══ Provided records ══

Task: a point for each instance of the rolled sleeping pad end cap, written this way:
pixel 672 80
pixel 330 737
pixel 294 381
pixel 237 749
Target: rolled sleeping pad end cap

═══
══ Provided records ══

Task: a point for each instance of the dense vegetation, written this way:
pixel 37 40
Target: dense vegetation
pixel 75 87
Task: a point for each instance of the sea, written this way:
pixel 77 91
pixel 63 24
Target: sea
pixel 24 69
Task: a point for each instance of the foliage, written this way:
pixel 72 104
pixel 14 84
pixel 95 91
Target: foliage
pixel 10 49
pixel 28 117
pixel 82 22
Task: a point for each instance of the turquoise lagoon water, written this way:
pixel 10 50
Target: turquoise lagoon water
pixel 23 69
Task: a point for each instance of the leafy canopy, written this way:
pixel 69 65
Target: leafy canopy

═══

Show every line in the entries where the string "rolled" occurs.

Task: a point for each instance of the rolled sleeping pad end cap, written this way:
Target: rolled sleeping pad end cap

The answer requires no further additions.